Given request
Pick out every line below that contains the word "tire" and copy each one.

***** Data in this exercise *****

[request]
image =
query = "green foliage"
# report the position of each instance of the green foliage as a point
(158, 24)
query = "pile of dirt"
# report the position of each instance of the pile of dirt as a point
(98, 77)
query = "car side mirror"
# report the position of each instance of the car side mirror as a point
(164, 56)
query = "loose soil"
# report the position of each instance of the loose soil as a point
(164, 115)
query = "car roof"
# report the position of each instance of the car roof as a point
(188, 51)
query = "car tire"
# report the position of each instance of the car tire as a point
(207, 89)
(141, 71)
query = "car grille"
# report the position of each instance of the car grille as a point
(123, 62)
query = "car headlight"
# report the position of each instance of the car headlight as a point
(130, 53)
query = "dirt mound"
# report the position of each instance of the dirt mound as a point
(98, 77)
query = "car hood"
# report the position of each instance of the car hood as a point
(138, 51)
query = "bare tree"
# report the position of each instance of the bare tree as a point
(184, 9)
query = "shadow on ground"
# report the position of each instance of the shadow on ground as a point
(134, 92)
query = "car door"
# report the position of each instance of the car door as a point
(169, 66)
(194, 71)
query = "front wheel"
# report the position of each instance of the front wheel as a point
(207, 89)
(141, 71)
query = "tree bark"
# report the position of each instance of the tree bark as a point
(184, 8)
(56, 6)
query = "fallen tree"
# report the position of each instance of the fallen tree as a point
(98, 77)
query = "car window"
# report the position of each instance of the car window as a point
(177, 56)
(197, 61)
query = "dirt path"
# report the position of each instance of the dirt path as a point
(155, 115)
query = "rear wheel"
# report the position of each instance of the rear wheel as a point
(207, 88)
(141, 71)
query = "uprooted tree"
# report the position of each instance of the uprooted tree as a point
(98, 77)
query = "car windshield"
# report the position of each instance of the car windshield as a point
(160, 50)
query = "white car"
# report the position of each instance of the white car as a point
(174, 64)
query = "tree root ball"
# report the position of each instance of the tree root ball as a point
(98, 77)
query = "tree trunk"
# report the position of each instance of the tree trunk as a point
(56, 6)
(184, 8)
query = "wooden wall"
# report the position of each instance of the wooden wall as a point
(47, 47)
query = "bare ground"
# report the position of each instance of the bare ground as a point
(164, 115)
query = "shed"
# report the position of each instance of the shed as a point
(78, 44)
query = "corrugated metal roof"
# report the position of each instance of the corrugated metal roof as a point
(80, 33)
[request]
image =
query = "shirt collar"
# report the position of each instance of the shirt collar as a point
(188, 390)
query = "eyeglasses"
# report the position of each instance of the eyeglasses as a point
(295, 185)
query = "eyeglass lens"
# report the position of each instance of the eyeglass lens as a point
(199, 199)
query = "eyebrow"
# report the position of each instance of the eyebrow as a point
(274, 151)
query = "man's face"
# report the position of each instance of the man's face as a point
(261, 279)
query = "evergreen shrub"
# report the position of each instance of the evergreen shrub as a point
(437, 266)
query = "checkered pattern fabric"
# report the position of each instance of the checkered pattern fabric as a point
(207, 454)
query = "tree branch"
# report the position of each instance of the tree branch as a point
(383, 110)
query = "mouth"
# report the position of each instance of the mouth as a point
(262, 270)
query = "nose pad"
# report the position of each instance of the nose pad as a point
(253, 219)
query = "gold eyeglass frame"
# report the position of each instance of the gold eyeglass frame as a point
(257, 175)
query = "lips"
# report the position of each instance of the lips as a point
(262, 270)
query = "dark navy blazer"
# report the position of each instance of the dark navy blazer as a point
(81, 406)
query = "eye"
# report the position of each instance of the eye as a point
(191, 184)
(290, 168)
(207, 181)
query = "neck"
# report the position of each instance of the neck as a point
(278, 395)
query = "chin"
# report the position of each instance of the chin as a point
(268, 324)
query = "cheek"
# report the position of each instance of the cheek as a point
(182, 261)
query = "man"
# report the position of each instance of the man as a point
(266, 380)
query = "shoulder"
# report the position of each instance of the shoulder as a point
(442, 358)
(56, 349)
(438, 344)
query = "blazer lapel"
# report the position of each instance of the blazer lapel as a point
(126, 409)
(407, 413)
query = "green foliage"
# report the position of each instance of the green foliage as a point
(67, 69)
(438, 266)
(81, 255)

*****

Result for this task
query = "car tire"
# report the position of each instance of the car tire as a point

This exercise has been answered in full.